YOUR GOAL ▸ Quote every row verbatim, everything from the line containing "One point per instance of the grilled" down to the line containing "pixel 181 182", both included.
+ + + +
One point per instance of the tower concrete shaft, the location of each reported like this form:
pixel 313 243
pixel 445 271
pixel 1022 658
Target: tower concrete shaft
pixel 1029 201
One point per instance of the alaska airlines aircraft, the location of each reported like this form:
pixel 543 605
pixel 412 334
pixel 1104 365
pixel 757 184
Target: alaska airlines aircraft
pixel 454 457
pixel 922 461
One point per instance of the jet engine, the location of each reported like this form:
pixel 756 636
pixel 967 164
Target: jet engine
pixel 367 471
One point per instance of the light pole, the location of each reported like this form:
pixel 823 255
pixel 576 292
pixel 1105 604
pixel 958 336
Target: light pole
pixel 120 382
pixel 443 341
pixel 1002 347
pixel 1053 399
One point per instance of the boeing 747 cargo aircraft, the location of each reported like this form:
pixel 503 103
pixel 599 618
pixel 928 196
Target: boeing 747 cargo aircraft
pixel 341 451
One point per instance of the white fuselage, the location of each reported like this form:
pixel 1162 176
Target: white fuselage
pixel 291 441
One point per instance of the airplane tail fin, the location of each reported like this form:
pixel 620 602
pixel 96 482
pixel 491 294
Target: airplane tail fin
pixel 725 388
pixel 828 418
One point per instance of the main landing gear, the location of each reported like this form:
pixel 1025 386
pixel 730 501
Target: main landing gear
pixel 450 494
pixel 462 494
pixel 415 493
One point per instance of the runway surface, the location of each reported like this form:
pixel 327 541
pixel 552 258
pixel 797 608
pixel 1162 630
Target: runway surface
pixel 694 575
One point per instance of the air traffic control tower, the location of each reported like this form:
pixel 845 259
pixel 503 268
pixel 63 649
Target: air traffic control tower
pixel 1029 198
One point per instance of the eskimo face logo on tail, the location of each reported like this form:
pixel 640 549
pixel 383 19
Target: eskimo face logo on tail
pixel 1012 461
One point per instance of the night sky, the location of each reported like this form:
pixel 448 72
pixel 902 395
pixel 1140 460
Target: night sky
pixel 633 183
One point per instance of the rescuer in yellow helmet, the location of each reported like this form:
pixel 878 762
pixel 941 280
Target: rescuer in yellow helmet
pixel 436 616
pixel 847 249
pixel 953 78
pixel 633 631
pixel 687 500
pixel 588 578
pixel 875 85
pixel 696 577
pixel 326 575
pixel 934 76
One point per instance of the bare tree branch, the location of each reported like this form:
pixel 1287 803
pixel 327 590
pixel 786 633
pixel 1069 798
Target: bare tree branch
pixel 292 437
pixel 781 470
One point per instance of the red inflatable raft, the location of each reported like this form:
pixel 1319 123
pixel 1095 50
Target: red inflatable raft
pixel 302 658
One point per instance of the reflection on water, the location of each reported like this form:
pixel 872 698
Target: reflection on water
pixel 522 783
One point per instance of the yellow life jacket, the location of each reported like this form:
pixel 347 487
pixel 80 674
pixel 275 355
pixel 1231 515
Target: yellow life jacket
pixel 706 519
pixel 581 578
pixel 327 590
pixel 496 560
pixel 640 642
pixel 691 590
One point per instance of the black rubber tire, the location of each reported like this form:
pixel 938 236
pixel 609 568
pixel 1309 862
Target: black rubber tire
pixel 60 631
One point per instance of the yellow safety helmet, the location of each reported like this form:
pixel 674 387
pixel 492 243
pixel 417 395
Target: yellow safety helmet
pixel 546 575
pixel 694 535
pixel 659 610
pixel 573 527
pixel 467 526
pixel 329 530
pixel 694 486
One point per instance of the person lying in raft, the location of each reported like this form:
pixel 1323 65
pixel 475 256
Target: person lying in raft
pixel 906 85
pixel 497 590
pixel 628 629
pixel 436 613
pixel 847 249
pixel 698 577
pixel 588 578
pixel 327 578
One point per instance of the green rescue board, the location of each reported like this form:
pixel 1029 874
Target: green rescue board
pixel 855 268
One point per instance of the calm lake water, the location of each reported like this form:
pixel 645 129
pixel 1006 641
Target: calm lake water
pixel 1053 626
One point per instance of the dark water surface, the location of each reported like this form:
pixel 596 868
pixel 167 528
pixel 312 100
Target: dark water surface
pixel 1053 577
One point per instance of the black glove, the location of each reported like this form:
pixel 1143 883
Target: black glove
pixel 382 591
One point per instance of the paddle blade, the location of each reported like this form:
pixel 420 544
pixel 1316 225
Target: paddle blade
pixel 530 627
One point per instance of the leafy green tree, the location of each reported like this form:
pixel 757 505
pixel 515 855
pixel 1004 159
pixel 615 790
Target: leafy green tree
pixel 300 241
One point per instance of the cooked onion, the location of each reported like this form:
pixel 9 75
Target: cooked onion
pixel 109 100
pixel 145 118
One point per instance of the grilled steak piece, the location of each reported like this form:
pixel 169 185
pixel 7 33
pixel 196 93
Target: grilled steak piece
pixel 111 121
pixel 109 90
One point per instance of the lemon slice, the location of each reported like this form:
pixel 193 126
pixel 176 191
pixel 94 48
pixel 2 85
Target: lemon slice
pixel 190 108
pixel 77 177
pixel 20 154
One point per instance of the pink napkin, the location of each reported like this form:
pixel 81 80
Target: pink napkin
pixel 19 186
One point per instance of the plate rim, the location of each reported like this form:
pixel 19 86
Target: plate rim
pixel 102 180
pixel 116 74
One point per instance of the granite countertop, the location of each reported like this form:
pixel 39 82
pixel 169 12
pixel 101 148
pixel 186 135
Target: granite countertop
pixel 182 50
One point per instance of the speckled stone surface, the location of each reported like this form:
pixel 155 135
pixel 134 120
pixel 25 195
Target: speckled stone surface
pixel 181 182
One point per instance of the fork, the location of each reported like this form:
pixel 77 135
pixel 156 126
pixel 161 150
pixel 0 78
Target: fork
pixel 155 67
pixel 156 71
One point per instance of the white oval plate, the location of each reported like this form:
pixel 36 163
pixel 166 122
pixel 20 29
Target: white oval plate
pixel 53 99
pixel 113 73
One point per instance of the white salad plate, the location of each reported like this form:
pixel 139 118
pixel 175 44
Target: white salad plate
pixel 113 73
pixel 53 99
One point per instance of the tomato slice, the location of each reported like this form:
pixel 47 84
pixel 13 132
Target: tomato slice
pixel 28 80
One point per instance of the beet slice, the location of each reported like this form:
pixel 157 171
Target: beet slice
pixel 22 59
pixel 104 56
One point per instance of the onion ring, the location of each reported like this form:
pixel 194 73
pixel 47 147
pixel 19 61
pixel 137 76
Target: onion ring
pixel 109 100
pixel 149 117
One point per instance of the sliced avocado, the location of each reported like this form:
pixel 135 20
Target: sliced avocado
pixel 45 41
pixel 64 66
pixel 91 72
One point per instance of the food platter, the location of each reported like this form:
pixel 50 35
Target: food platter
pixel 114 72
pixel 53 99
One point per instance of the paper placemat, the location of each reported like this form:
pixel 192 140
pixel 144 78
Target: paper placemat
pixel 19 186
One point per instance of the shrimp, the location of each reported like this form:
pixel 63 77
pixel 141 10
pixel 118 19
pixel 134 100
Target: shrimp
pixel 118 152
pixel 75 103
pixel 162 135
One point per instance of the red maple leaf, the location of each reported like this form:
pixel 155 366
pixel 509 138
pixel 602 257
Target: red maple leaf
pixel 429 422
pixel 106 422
+ + + +
RESPONSE ▸
One point per instance of the grilled steak piece, the location of each reported like this form:
pixel 169 185
pixel 7 33
pixel 196 93
Target: grilled steak piece
pixel 111 121
pixel 109 90
One point per instance of the lemon slice, the location of each reported like this form:
pixel 193 126
pixel 176 191
pixel 94 48
pixel 2 85
Target: lemon slice
pixel 190 108
pixel 77 177
pixel 20 154
One point per instance of the pink napkin, the location of each reported like this form:
pixel 81 80
Target: pink napkin
pixel 19 186
One point per instance of the plate rim, the location of each reported like this form:
pixel 19 86
Target: plate rim
pixel 102 180
pixel 116 74
One point per instance of the granite countertop, the location of each reported like this form:
pixel 39 82
pixel 169 12
pixel 101 148
pixel 186 135
Target: granite countertop
pixel 182 50
One point per instance of the speckled stone surface, the location of each reported like this form:
pixel 155 135
pixel 134 120
pixel 25 195
Target: speckled stone surface
pixel 181 182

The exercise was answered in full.